▶ **Reading passage**:
The world we live in now, he pointed out, is one where we constantly disclose information to third parties, he noted, often involuntarily. It used to be if you bought a book, what you bought was between you and the bookseller. Now if use credit card the info is sucked up by companies and sold to data aggregators and credit reporting services. Companies are beginning to use such data to target advertising specialized to individuals, he said, even on their home TV where cable-baed "micro channels" allow them to individualize ads to particular consumers.

The precedents saying we have no privacy interests in information disclosed to third parties, said Judge Kozinski, go back to the prosecution of union boss Jimmy Hoffa. Much of the evidence in that case came from information disclosed to people around him, one of whom was a spy for the government who even overheard, and reported to his superiors, information normally protected by attorney client privilege. The court basically said you have a choice in choosing your friends. Pick wrong and you're not protected. Hoffa trusted a stool pigeon, said Kozinski. He could have asked the guy to go away when talking to his attorney, but he didn't. Hoffa made a reasoned, if flawed, choice, Kozinski argued. Problem is, much of what we disclose to third parties today does not result from a reasoned choice. Most of us have no idea what we're disclosing nor an appreciation for the implications for such third party uses.

▶ **About this task**:
Answer these questions on the passage about privacy and information disclosed to third parties.
(a) According to the passage, whose business was a book purchase in the past?
(b) What do the "micro channels" allow companies to do?
(c) To whose prosecution do the precedents on information disclosed to third parties go back?
The lines that come next are drawn from a separate source unrelated to this passage.

▶ **Extracted material**:

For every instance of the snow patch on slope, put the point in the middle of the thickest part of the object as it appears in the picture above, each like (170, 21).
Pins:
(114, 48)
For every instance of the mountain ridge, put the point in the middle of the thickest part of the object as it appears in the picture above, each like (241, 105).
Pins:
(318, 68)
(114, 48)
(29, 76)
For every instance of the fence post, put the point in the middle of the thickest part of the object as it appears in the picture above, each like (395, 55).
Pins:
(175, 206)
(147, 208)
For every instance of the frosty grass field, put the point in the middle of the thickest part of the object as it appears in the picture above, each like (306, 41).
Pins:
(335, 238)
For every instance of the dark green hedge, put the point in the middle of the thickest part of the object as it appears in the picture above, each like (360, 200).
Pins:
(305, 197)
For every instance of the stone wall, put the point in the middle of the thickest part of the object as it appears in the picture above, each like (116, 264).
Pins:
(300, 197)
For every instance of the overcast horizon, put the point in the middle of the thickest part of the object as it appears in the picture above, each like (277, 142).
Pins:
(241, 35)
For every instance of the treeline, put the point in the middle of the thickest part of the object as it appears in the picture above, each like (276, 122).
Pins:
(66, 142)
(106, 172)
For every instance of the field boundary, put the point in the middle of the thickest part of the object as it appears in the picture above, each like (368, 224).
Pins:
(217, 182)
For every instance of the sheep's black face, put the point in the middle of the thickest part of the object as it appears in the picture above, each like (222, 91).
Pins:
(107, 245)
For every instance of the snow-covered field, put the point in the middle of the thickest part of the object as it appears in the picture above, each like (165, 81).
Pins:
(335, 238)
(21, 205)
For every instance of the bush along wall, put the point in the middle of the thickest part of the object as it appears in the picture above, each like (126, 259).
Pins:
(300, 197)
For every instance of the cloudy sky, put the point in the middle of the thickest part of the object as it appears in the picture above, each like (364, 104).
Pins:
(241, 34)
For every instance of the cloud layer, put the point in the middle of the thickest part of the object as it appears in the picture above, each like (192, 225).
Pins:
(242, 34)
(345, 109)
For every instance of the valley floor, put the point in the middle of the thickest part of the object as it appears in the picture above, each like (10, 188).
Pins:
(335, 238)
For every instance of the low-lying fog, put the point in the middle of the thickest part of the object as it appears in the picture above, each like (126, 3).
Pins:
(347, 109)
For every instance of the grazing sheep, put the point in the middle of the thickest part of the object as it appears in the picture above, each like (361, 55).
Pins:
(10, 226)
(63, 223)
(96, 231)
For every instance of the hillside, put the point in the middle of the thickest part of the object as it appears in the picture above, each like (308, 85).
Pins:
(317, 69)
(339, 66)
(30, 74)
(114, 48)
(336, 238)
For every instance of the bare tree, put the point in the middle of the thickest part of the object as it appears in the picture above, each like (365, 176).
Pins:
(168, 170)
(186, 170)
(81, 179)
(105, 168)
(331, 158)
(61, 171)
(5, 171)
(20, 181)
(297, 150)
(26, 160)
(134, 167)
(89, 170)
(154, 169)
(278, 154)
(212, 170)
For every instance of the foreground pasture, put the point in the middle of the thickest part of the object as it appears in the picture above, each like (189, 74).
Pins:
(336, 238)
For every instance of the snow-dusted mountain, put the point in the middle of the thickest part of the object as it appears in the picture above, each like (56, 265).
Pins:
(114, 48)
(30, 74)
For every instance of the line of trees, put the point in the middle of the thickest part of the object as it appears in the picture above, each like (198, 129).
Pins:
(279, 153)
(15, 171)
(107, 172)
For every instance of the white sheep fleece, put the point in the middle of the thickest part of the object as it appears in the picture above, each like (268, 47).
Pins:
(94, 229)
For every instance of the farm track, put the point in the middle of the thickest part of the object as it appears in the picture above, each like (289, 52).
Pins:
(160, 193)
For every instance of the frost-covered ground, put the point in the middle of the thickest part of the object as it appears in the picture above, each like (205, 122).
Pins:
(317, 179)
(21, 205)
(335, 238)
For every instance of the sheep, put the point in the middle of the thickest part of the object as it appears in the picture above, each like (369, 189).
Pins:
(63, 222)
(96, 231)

▶ **Answer box**:
(a) It was between the buyer and the bookseller.
(b) They allow companies to individualize ads to particular consumers.
(c) They go back to the prosecution of union boss Jimmy Hoffa.